TEXT:

Song by Luisa Rondolotti
- Language: Genoese
- English title: "But if I think about it"
- Published: 1925
- Composer(s): Mario Cappello, Attilio Margutti
- Lyricist(s): Mario Cappello

= Ma se ghe penso =

"Ma se ghe penso" (Note: Sometimes written "Ma se ghe pensu", although this is based on Italian-language sound-to-spelling correspondences.) (/lij/; "But if I think about it") is a song in the Genoese dialect of Ligurian. It has a central role in the folklore of the Italian city of Genoa and is commonly quoted as one of its symbols. The song was written by Mario Cappello, with Attilio Margutti having helped with the music. "Ma se ghe penso" was launched in 1925. Its first performance was by soprano Luisa Rondolotti, in Genoa's Teatro Orfeo.

Its lyrics speak of a Genoese emigrant to Latin America, who is thinking of coming back to his city. Notwithstanding his child's opposition, he finally goes back to Genoa.

DATA TO EXAMINE:
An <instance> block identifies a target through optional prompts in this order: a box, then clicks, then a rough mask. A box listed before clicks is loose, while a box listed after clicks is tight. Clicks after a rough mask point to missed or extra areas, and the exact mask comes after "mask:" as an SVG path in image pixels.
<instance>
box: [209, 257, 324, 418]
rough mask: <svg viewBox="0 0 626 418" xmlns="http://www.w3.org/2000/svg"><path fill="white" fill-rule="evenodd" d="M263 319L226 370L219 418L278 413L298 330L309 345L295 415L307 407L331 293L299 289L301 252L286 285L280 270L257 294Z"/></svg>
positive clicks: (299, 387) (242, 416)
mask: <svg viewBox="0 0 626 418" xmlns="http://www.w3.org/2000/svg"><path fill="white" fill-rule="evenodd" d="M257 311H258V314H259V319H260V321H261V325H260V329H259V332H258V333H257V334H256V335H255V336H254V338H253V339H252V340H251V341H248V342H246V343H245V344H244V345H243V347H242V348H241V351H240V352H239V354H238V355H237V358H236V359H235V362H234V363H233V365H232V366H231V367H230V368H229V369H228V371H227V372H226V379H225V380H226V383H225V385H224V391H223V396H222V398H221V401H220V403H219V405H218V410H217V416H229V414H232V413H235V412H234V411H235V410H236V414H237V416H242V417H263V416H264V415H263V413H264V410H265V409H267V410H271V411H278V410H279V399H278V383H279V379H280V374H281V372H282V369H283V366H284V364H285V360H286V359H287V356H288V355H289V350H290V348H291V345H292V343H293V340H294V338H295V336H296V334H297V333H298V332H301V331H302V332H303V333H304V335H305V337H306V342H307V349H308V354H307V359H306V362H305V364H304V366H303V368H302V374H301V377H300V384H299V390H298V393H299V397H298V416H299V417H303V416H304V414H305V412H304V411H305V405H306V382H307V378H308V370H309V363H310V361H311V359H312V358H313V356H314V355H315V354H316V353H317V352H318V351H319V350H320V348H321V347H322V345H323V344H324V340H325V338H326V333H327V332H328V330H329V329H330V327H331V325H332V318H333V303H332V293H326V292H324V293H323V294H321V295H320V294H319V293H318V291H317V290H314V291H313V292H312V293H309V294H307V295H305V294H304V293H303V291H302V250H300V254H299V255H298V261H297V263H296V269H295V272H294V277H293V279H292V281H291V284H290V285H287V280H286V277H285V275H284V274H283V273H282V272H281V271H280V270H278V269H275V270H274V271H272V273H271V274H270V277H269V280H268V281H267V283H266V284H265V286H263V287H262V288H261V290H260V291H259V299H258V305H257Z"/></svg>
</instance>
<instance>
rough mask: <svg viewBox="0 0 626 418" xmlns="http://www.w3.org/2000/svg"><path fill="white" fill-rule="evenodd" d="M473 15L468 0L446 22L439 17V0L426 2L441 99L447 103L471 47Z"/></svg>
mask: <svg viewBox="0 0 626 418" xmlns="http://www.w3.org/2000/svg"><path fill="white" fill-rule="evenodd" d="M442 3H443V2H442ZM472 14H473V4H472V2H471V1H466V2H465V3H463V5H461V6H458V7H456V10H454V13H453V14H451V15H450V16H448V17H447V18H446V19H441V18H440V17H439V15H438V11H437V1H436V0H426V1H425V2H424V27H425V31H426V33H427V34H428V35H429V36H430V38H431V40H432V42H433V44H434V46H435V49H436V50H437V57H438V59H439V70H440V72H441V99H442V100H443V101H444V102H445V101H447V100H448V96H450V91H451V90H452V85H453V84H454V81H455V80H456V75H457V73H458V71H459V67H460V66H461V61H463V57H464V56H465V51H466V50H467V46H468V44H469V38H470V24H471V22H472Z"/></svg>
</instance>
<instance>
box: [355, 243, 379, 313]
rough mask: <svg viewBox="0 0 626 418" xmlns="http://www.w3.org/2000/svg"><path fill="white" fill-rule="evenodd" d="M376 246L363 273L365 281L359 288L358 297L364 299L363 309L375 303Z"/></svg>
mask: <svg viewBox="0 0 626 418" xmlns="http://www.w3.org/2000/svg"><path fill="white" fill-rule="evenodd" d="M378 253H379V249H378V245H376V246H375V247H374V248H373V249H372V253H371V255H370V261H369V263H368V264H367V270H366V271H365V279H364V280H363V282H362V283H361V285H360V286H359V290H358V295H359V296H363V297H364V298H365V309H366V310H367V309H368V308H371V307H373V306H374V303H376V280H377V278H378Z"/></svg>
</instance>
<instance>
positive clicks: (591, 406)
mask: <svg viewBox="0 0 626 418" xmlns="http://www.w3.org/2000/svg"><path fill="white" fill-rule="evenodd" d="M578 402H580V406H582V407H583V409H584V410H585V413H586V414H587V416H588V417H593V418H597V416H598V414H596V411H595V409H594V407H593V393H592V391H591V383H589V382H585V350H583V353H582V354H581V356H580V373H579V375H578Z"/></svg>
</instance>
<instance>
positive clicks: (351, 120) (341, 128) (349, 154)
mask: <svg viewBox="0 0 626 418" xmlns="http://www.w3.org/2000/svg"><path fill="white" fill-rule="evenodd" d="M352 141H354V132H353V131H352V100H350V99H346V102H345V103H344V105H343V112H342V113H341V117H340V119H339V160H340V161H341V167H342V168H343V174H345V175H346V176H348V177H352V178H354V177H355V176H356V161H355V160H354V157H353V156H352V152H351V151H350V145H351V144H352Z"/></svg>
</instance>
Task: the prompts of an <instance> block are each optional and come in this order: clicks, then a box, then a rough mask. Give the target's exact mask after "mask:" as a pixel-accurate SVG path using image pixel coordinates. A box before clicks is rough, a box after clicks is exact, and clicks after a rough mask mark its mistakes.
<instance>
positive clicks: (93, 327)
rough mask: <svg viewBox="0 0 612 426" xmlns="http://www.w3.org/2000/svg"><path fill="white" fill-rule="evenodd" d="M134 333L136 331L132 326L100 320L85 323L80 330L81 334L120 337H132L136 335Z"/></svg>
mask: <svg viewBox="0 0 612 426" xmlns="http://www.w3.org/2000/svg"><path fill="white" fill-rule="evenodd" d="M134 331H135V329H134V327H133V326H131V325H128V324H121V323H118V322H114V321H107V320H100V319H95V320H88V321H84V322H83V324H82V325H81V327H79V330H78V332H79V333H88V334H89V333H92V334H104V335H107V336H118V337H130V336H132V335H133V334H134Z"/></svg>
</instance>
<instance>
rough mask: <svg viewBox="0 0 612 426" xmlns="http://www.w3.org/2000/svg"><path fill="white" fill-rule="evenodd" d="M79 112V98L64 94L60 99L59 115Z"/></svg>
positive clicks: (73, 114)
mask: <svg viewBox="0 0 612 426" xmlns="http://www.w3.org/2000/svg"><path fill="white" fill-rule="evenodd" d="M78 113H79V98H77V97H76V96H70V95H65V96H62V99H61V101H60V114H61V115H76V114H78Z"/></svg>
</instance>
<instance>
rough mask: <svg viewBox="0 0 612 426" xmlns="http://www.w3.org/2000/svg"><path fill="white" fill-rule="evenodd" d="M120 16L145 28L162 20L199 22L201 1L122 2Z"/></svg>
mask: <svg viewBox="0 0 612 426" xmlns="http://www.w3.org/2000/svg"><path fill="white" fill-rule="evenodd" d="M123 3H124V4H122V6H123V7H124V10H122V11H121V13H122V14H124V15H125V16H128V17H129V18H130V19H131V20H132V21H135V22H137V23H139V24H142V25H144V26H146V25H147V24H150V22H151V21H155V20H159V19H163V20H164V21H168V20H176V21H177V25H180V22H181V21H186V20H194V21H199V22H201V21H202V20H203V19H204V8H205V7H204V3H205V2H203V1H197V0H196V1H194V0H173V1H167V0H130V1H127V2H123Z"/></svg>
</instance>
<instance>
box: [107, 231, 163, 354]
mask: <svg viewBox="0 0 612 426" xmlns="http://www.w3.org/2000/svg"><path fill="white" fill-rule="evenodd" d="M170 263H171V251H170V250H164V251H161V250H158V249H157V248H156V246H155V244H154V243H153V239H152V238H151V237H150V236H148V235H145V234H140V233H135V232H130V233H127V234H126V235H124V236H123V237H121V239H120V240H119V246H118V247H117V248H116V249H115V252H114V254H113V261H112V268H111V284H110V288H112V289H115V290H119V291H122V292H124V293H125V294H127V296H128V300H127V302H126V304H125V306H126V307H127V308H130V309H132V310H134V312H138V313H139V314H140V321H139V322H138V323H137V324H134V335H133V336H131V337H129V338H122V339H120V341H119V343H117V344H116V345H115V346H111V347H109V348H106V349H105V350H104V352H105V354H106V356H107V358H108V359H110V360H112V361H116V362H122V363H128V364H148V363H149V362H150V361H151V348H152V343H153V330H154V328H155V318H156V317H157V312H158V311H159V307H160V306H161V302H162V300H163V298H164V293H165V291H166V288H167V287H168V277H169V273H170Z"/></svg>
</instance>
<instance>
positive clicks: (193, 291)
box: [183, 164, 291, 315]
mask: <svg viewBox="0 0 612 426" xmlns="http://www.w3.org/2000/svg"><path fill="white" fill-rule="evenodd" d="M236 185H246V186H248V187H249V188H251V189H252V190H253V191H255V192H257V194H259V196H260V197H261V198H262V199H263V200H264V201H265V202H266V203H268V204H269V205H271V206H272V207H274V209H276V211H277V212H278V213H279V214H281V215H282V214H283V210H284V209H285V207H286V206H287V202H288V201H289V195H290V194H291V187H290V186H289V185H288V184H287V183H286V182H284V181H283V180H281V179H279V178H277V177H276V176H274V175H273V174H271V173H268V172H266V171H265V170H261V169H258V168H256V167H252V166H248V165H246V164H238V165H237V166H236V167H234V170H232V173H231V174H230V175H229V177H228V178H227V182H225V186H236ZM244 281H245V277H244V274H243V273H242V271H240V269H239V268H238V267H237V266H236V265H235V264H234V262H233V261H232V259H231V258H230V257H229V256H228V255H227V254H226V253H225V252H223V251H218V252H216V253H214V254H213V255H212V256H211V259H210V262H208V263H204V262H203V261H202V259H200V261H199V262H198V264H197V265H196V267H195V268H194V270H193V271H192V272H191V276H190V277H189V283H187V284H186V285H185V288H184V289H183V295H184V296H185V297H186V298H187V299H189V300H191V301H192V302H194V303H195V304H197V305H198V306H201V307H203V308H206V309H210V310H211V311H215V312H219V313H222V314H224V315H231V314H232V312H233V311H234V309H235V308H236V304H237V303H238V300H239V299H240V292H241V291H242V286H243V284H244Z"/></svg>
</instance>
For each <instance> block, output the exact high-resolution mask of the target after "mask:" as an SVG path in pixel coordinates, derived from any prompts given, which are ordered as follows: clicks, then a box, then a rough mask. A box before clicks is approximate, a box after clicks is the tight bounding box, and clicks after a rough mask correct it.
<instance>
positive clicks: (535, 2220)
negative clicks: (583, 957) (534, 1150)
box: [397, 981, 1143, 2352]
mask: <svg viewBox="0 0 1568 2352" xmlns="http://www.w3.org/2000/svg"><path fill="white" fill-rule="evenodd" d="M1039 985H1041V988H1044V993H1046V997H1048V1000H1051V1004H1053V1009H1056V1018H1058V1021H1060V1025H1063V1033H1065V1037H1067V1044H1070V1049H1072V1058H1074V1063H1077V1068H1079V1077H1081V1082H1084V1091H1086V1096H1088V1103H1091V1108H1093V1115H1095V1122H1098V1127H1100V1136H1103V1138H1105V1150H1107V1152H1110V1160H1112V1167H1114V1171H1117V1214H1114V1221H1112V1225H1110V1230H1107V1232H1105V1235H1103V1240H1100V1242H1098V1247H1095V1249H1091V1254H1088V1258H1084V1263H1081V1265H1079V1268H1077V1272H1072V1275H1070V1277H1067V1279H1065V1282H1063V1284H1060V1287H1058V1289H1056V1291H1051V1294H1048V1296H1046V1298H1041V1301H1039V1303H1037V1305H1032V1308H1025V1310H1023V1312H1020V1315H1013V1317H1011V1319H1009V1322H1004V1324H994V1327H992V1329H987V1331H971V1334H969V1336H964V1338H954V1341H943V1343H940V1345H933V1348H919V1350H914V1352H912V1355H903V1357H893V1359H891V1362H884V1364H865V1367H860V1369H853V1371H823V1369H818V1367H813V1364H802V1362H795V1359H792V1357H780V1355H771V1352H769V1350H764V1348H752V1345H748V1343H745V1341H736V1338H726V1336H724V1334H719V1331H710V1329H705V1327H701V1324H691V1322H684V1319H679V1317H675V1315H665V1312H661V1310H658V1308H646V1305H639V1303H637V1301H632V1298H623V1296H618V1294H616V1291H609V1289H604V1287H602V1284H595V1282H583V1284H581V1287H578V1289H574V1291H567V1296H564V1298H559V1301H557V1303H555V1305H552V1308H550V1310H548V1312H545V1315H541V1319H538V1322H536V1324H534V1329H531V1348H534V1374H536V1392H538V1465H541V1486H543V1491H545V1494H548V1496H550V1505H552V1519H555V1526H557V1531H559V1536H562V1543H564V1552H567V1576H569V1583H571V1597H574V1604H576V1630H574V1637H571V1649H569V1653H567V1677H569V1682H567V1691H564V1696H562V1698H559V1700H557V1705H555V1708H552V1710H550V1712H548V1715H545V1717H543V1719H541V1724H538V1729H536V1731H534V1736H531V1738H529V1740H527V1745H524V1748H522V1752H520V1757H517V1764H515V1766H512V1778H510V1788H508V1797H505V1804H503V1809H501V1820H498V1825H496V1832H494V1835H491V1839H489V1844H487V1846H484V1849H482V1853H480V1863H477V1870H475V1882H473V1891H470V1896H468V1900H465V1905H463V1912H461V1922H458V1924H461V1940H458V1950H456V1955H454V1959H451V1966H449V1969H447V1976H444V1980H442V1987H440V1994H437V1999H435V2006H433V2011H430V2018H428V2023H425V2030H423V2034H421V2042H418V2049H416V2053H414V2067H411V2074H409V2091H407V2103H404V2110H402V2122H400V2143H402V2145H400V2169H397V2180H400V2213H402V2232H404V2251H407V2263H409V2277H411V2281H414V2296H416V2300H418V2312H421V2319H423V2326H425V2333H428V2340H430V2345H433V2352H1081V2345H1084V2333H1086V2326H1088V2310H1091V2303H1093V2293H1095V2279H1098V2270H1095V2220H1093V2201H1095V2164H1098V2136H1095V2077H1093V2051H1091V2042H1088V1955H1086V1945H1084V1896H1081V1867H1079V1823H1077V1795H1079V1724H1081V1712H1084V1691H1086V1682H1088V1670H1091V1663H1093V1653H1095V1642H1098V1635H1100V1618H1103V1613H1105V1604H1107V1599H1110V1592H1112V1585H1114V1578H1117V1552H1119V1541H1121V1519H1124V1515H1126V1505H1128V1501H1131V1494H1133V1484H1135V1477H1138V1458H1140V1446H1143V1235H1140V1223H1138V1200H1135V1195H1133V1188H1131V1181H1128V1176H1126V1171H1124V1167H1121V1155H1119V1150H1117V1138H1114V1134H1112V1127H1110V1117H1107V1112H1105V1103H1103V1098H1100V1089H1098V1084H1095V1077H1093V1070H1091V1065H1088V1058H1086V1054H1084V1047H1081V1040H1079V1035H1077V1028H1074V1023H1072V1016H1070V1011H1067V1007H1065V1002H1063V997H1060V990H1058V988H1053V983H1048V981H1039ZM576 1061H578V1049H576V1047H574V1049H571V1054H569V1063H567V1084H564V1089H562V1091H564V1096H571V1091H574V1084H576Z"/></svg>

PROBLEMS AND TASKS:
[1] Name every person that the text on "Ma se ghe penso" mentions by name.
[2] Repeat the "Ma se ghe penso" text from "- Published: 1925" up to and including "Genoa's Teatro Orfeo.", with "soprano" switched to "singer".

RESULTS BY TASK:
[1] Luisa Rondolotti, Mario Cappello, Attilio Margutti

[2]
- Published: 1925
- Composer(s): Mario Cappello, Attilio Margutti
- Lyricist(s): Mario Cappello

= Ma se ghe penso =

"Ma se ghe penso" (Note: Sometimes written "Ma se ghe pensu", although this is based on Italian-language sound-to-spelling correspondences.) (/lij/; "But if I think about it") is a song in the Genoese dialect of Ligurian. It has a central role in the folklore of the Italian city of Genoa and is commonly quoted as one of its symbols. The song was written by Mario Cappello, with Attilio Margutti having helped with the music. "Ma se ghe penso" was launched in 1925. Its first performance was by singer Luisa Rondolotti, in Genoa's Teatro Orfeo.